Stored dataset items:
/---

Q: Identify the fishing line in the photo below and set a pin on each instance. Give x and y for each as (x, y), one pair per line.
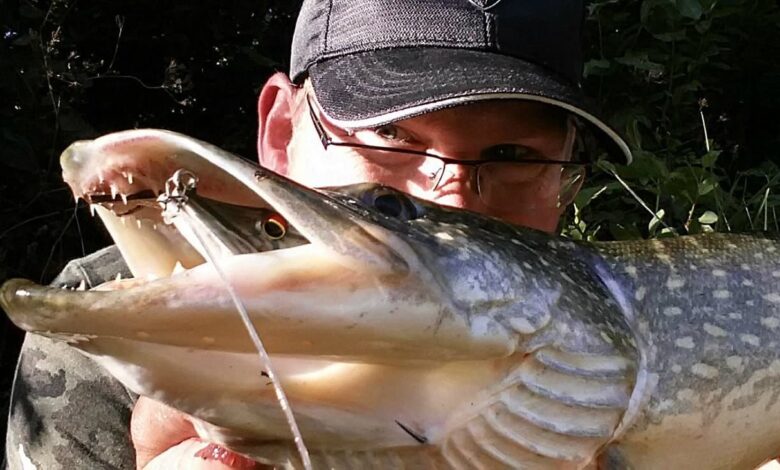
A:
(175, 195)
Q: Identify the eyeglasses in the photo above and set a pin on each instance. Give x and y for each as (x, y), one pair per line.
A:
(500, 183)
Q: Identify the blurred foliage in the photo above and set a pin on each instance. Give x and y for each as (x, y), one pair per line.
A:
(665, 73)
(74, 69)
(694, 86)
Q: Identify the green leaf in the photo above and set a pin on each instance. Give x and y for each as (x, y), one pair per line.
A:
(708, 217)
(708, 159)
(657, 218)
(690, 9)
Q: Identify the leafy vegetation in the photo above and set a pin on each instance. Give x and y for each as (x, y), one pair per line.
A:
(694, 85)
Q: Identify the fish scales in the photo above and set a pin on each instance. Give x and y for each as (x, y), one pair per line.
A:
(410, 335)
(708, 309)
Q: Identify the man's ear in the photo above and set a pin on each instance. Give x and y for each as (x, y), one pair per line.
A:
(275, 115)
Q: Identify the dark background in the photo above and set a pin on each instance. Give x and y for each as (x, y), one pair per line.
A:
(662, 71)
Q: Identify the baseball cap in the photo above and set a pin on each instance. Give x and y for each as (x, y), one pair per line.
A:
(372, 62)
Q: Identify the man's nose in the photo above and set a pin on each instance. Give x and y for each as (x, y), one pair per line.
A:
(457, 188)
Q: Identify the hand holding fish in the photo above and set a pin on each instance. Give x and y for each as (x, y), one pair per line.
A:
(406, 333)
(165, 438)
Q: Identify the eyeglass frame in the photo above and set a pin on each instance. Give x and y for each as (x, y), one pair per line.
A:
(326, 141)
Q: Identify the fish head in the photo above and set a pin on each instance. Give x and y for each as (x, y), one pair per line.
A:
(367, 258)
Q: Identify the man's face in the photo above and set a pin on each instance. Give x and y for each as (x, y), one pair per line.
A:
(506, 130)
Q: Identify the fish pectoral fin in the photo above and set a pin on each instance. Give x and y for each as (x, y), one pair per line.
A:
(550, 413)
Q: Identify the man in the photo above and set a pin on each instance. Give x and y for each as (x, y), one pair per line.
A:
(467, 103)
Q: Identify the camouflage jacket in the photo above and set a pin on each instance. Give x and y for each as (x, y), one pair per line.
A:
(66, 412)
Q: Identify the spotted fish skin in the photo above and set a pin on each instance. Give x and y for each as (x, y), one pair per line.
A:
(706, 311)
(421, 336)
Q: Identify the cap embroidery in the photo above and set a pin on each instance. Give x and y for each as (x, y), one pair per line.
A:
(484, 5)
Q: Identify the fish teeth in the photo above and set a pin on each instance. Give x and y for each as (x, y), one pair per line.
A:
(178, 268)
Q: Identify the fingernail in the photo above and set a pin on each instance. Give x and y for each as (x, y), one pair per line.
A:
(227, 457)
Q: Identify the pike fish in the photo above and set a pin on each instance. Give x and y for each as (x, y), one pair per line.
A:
(409, 335)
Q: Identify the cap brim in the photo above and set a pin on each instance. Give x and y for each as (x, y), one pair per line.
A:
(368, 89)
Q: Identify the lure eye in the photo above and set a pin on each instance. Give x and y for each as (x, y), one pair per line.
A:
(274, 226)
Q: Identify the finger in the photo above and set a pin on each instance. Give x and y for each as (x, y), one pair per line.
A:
(195, 454)
(155, 428)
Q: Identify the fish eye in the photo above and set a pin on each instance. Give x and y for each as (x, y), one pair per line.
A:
(274, 226)
(393, 204)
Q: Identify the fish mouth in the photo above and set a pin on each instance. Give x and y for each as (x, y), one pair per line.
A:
(337, 285)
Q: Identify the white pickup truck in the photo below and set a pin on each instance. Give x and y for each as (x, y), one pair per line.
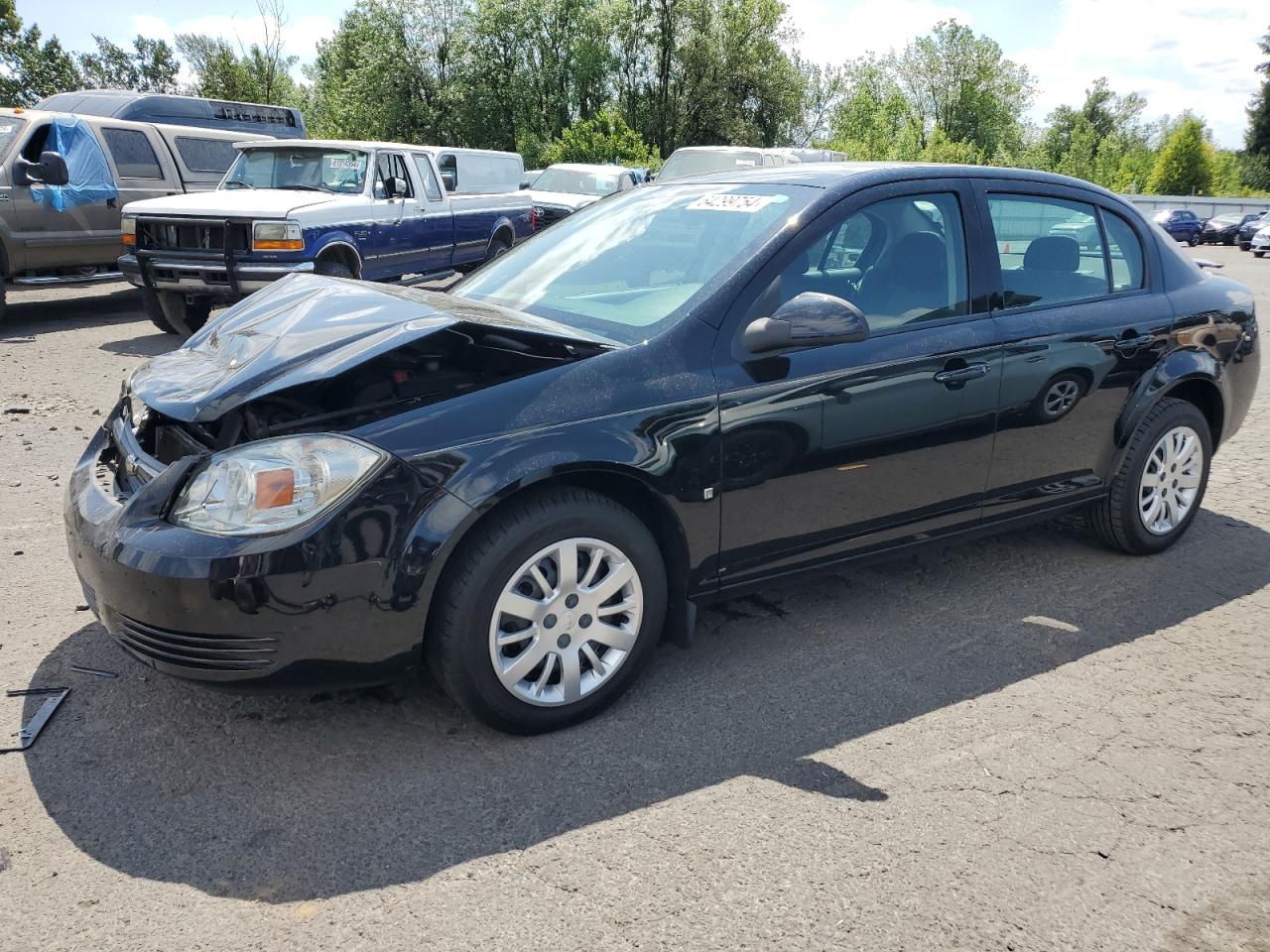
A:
(377, 211)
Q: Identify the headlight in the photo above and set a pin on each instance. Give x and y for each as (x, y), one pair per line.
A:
(275, 485)
(277, 236)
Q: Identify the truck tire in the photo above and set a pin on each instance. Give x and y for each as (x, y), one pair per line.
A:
(185, 315)
(154, 309)
(333, 270)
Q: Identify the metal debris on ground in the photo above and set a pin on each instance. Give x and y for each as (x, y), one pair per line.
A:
(98, 671)
(31, 730)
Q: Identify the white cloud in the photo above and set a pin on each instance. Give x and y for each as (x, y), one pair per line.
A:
(834, 31)
(302, 33)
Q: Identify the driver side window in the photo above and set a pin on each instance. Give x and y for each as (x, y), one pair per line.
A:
(899, 261)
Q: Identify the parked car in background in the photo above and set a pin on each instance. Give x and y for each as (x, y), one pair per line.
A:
(564, 188)
(1248, 229)
(1182, 223)
(1224, 229)
(67, 176)
(672, 398)
(349, 209)
(705, 160)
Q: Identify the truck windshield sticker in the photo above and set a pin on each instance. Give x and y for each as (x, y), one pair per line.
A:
(733, 203)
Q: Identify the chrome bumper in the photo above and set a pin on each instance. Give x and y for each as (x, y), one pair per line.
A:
(208, 277)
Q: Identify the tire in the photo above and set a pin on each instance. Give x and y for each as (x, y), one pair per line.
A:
(1058, 398)
(186, 316)
(154, 309)
(334, 270)
(1118, 520)
(460, 644)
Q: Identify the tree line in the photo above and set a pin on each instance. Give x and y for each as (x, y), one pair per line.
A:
(631, 80)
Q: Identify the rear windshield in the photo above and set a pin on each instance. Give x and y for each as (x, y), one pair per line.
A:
(683, 163)
(631, 267)
(338, 171)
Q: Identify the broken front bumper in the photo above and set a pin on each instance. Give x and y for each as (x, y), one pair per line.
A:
(203, 276)
(338, 602)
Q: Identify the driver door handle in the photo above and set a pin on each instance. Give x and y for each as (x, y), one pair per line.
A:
(960, 375)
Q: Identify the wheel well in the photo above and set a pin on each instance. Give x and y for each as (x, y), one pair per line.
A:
(343, 254)
(1206, 399)
(627, 492)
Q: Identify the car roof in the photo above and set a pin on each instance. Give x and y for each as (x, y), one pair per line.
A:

\---

Reproduce the material word for word. Any pictures should be left out of the copy.

Q: Identify the fishing line in the photo below and set a pin on each instance. Give x and y for each as (x, y), one pair per line.
A:
(175, 195)
Q: Identify the eyeglasses in the photo above and set a pin on each instance. Give x and y for each as (x, y), one pair per line.
A:
(500, 183)
Q: Identify the blurred foliage in the photo above and set a pin on each instance. Give x and y for each as (x, y), one pair per line.
A:
(665, 73)
(74, 69)
(694, 86)
Q: Identify the green leaf in the photo above and set a pin on each instance. Give x and y for each as (x, y), one pair per line.
A:
(708, 217)
(708, 159)
(657, 218)
(690, 9)
Q: Identify the leafy vegetation in the photo above and set a pin on each instance. Give x and y for each as (x, y), one pair per line.
A:
(694, 85)
Q: Identify the fish scales in the photo above and set a pin on each instance. Give x and y for each as (x, y), one pair per line.
A:
(410, 335)
(708, 309)
Q: Identify the man's ear in the photo above and set a pin on each instance. Give x and y for each as (x, y), one pair per line.
A:
(275, 115)
Q: Identify the dark background in the photo above and set a pin on each instance. Give x and y for each as (x, y), one pair per line.
A:
(662, 71)
Q: Identify the baseball cap in the photo above and set a pin on each instance. Give x and y for each as (x, y), one pair per line.
A:
(372, 62)
Q: Identify the man's nose in the photo above and set a pin on each instance. Give x and y for each as (x, y), one pair per line.
A:
(457, 188)
Q: Identify the hand holding fish in the photo above and set a pin on each instance. Give x and y for each as (x, y), one pair per line.
A:
(406, 333)
(165, 438)
Q: Identify the eyeglass frame in the photo above and set a pin on each instance. Give x and y for each as (x, y), one pair per line.
A:
(326, 141)
Q: Identify the fish head in the photo above and set a pin on each instance. Give x and y for each as (x, y), one pair per line.
A:
(367, 258)
Q: Identify the man's face in the photo above and set a pin on each instance. Give x and y for each as (x, y), one pair per line.
A:
(506, 130)
Q: Identify the fish pectoral fin in the photo above and set a pin on each instance. Give x and y for each as (x, y), one pair per line.
A:
(550, 413)
Q: Identify the man in the photo above and set a pin on each instance. Give x and y for each as (x, y), one pair per line.
A:
(467, 103)
Q: Identify the camouflage jacket in the photo above and set a pin on each instance. Give x and y for each as (x, y), one pair per line.
A:
(66, 412)
Q: Identify the spotted fish skin in the photo above and set a pin on each instance. Give x and y for each as (x, y), one pair per line.
A:
(706, 311)
(421, 336)
Q: Identify the cap embroidery in the photo above and set a pin on each instance. Give x and y for each as (x, y), one pair per line.
A:
(484, 5)
Q: Identify the fish teeth in the photo above and set a pin on each instance. Give x and y for each as (x, y), one pair per line.
A:
(178, 268)
Q: Identify the fingernail in the photo above and set a pin on each instance. Give x and y for each as (x, y), one pair per line.
A:
(227, 457)
Q: Identify the pike fish in the photo above and set a pin on each instance. Give x and y for each as (x, y), one pair per line.
A:
(409, 335)
Q: Identify the cap brim in the photo above and set a pin on each instance. Give x and y for each as (x, y), one pair per line.
A:
(368, 89)
Q: Identify the lure eye in the photo above and set a pin on each instance. Give x and y for each as (x, y), one pair per line.
A:
(274, 226)
Q: Identify the finger in the photo above and set a pin on each instance. Give x and y for each as (x, y), one pair per line.
A:
(195, 454)
(155, 428)
Q: Identify the fish eye in the photo above and set a pin on each instance. Give x and y for each as (x, y), one pair per line.
A:
(274, 226)
(393, 204)
Q: Identify the fish mouth in the photo above and set a pin on each instance. Give x and y for each as (x, y), one pair per line.
A:
(337, 285)
Q: Identify the white pickup truck in the photo below and set a pin on each instance. Give x and y for each as (x, y), one pair per line.
A:
(377, 211)
Q: Identify the headlight in the photo above and set a pin on each instance. Give x and y for each as (x, y), one pair per line.
A:
(275, 485)
(277, 236)
Q: Identify the truck tire in the photo above and set a pin on each instance. Give x and y for each as (x, y), one pair per line.
A:
(185, 315)
(154, 309)
(333, 270)
Q: Identify the metal debris on ground in the photo above and set a pin on each instance. Give x and y for each as (x, y), one pair per line.
A:
(98, 671)
(31, 730)
Q: Identify the white cloud in the photo above and set a pin on each instance. Give x and y for each as (x, y), one pair per line.
A:
(834, 31)
(302, 33)
Q: Identify the driver side window in the photo above and set a pin on each instance. Give x and y for each as (x, y), one pair per line.
A:
(899, 261)
Q: Identify the parked car in background in the photo above and set a pin on each instance. Give x and y for each as (x, y), one pair per line.
A:
(564, 188)
(1248, 229)
(1182, 223)
(1224, 229)
(67, 176)
(672, 398)
(349, 209)
(705, 160)
Q: Identify the truck windshield sticker in the photo above and set a pin on each instance. Give x and y for each as (x, y), one pair per line.
A:
(733, 203)
Q: Identify the chrome bumper in the photo above and set a pin on each instance. Give x and y for each as (x, y), one pair per line.
A:
(208, 277)
Q: Identify the tire in the photo above and set a pin on each instance. Give x and y for each as (x, y), one pair per line.
A:
(1058, 398)
(186, 316)
(154, 309)
(334, 270)
(1118, 520)
(460, 644)
Q: Identify the tree line in the photo above and set a pin on each instance. Give x and y for each as (x, y), one pair per line.
A:
(631, 80)
Q: Identify the rear windshield in the photo above and set a pin on each instance. Give x and y for each as (x, y), one pair per line.
A:
(683, 163)
(631, 267)
(338, 171)
Q: Identify the broken front bumper in the photo above and set a pin on each instance. Give x and y for each as (x, y), one pair per line.
A:
(203, 276)
(338, 602)
Q: Identify the driver door handle in the photo above and set a pin on each instance. Give x and y for each as (x, y), one pair per line.
A:
(960, 375)
Q: Identify the wheel well in the photo above and set a pin on each instance. Give x and y for each as (x, y), one pair per line.
A:
(343, 254)
(1206, 399)
(627, 492)
Q: Identify the car roof in the photo above and set a pin on each instance. Give x and y for each as (x, y), one pair per line.
A:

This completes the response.